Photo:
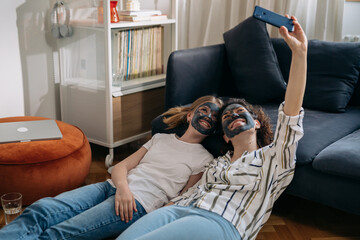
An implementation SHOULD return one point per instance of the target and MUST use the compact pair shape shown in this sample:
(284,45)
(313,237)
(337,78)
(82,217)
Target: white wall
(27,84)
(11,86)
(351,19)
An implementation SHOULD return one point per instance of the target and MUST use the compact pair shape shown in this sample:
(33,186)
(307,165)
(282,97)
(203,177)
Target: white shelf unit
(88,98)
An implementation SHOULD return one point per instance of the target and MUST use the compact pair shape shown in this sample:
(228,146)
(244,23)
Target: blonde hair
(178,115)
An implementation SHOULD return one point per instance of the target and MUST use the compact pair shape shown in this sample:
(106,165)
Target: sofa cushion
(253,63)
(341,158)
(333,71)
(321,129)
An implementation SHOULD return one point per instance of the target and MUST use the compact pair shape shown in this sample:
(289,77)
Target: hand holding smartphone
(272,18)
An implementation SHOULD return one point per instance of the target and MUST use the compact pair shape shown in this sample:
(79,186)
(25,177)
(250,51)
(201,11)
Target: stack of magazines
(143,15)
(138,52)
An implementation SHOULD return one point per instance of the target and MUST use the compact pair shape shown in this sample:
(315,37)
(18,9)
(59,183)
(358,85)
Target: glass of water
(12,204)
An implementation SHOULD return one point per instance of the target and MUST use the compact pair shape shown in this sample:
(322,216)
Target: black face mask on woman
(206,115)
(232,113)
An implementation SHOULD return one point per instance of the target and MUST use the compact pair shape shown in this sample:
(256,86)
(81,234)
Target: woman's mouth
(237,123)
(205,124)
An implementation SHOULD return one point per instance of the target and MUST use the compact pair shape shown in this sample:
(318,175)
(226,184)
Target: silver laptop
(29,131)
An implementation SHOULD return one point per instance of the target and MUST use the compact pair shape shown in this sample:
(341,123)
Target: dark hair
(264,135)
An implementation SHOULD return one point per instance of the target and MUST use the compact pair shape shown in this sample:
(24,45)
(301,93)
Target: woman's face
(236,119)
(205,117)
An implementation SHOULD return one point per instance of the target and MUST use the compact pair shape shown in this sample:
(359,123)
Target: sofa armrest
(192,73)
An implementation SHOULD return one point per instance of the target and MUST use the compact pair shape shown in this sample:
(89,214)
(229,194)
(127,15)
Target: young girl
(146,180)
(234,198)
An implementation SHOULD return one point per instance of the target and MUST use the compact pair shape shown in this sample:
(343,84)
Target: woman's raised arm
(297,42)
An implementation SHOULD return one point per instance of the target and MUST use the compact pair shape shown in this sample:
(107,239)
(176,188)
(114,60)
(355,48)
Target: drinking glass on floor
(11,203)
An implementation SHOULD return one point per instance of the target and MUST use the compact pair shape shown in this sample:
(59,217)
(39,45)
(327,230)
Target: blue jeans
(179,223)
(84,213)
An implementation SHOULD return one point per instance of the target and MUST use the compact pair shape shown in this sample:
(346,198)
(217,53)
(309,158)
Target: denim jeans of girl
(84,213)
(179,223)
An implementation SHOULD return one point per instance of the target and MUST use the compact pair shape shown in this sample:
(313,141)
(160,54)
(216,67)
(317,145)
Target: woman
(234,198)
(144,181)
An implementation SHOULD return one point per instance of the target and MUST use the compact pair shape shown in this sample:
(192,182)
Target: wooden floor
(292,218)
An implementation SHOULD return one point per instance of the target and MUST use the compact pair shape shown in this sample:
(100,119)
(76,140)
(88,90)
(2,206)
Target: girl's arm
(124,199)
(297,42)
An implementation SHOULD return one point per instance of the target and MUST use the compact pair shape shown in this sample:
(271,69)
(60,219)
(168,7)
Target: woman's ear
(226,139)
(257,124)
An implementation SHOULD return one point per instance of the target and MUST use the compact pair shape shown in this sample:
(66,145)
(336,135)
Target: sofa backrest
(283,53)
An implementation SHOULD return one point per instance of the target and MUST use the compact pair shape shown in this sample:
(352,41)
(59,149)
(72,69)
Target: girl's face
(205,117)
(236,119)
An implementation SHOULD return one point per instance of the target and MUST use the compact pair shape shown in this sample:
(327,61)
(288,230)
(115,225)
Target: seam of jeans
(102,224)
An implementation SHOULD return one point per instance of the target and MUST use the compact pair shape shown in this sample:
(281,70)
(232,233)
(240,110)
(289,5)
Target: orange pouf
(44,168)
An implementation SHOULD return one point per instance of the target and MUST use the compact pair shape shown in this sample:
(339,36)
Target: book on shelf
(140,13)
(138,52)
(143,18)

*WORK INSTRUCTIONS*: Exact duplication of all the records is required; pictures are omitted from the copy.

*COMPLETED EXERCISE*:
Photo:
An implementation SHOULD return one point per instance of the target and MUST use the compact pair shape shown in this sample:
(284,45)
(313,237)
(337,78)
(82,217)
Target: white wall
(27,84)
(11,86)
(351,19)
An implementation SHOULD return one point per instance of the target and MUST use the compact pair shape shown in this sample:
(33,186)
(307,165)
(282,97)
(203,177)
Target: white shelf unit
(88,98)
An implementation SHOULD return one point per instance of the target and MUST use the compact pair shape shown in this sample:
(228,146)
(244,23)
Target: blonde hair
(178,115)
An implementation SHOULD return one point per instance of the target and MUST use the compact pair shape shown in this sample:
(106,165)
Target: sofa cushion
(253,63)
(341,158)
(333,71)
(321,129)
An implementation SHOULD return one point per instance of the target and MUST use the compact pair shape shown in this sample:
(289,77)
Target: hand holding smartphone
(272,18)
An implementation SHOULD return one point per instance of the target and MUST use the compact pair shape shown in this sample:
(79,186)
(25,177)
(250,51)
(201,11)
Target: stack of magazines
(143,15)
(138,52)
An implementation SHOULD return one point per instance of the target and MUST use the compact pair shape shown in this sample:
(315,37)
(18,9)
(59,183)
(358,85)
Target: glass of water
(12,204)
An implementation SHOULD return one point per instance of the target and MUST use the compact pair shape shown in this sample:
(322,216)
Target: black face mask on woman
(206,115)
(232,113)
An implementation SHOULD return one point per instance of the target and MUST use the compact pair shape shown in this sample:
(256,86)
(81,234)
Target: woman's mouth
(237,123)
(205,124)
An implementation SHOULD return one point per instance of the target and MUST use the compact pair shape shown in this sample:
(318,175)
(226,184)
Target: silver laptop
(29,131)
An implementation SHOULD return one point per instance of the target and MUST use the compact pair shape shown in this sample:
(341,123)
Target: dark hair
(264,135)
An implementation SHOULD return one point per instance of the target and MUST use the compact pair shape shown in this sample:
(24,45)
(301,93)
Target: woman's face
(236,119)
(205,117)
An implementation SHOULD return one point per instance of the target and MUST use the compact pair shape shown in this sample:
(359,123)
Target: sofa armrest
(192,73)
An implementation SHOULD return one point per instance of the target and MUST use the compact pair shape shown in this sample:
(89,214)
(229,194)
(127,15)
Target: young girl
(146,180)
(234,198)
An implementation SHOULD return one point per instance of the target and MUST use the compact pair shape shown in this sample:
(343,84)
Target: woman's raised arm
(297,42)
An implementation SHOULD return one point per instance of the target and MUST use the compact pair shape shown in this sample:
(107,239)
(176,188)
(114,60)
(355,48)
Target: drinking glass on floor
(11,203)
An implementation SHOULD return one point per instance of the target and MUST use the compact pair shape shown in this sample:
(59,217)
(39,45)
(327,230)
Target: blue jeans
(179,223)
(84,213)
An implementation SHOULD return one point per instance of the target and MUST use the compact pair shape shown in this sample:
(346,198)
(217,53)
(309,158)
Target: denim jeans of girl
(84,213)
(179,223)
An implementation SHOULD return one point per instance of the target and MUST use the compact pair shape shown in this sample:
(313,141)
(160,54)
(216,67)
(317,145)
Target: woman
(234,198)
(144,181)
An implementation SHOULD return one point per instance of the target and MUST use the compact pair shape shown in this sample:
(192,182)
Target: wooden floor
(292,218)
An implementation SHOULD return one point per instance of the target and MUST use the compact pair shape shown in this sample:
(100,119)
(76,140)
(88,90)
(2,206)
Target: girl's arm
(124,199)
(297,42)
An implementation SHOULD return one point per instance of the target and MUST use the compact pair shape shown in this sample:
(271,69)
(60,219)
(168,7)
Target: woman's ear
(226,139)
(257,124)
An implementation SHOULD return one point per instance of the target and MUST use the compact pair shape shown in this sample:
(66,145)
(336,135)
Target: sofa backrest
(283,53)
An implementation SHOULD return one point per instance of the target and MUST use the compact pair shape shown in this sample:
(352,41)
(59,149)
(72,69)
Target: girl's face
(205,117)
(236,119)
An implementation SHOULD return one point per instance of the target and MUST use the compact pair shape shown in this sample:
(327,61)
(288,230)
(115,225)
Target: seam of jeans
(102,224)
An implementation SHOULD return one point per instance of the target and MUST use the compact pair shape shown in this sample:
(281,70)
(232,233)
(240,110)
(289,5)
Target: orange pouf
(44,168)
An implementation SHOULD return one point per instance of the target and MUST use the compact pair shape shown in this sample:
(339,36)
Target: book on shelf
(140,13)
(138,52)
(143,18)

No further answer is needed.